> [Problem statement]
A verbatim copy of each record is required.

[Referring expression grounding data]

---*---

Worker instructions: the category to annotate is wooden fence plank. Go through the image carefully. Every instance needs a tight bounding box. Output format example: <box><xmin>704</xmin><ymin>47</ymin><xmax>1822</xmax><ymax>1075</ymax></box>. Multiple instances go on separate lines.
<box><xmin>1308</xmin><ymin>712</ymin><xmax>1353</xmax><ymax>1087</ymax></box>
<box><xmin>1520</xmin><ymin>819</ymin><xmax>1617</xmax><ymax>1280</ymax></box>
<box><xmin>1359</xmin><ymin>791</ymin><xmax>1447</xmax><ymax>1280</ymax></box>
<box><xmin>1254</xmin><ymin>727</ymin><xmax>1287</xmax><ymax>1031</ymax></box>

---*---

> [Output]
Worker instructions: the category to annotate is wooden fence plank. Go through the image carefully. Every instance needs a tight bounding box. Output format example: <box><xmin>704</xmin><ymin>47</ymin><xmax>1822</xmax><ymax>1075</ymax></box>. Multiple instances go on separate lines.
<box><xmin>1308</xmin><ymin>712</ymin><xmax>1353</xmax><ymax>1087</ymax></box>
<box><xmin>1520</xmin><ymin>819</ymin><xmax>1617</xmax><ymax>1280</ymax></box>
<box><xmin>1359</xmin><ymin>791</ymin><xmax>1447</xmax><ymax>1280</ymax></box>
<box><xmin>1254</xmin><ymin>727</ymin><xmax>1287</xmax><ymax>1031</ymax></box>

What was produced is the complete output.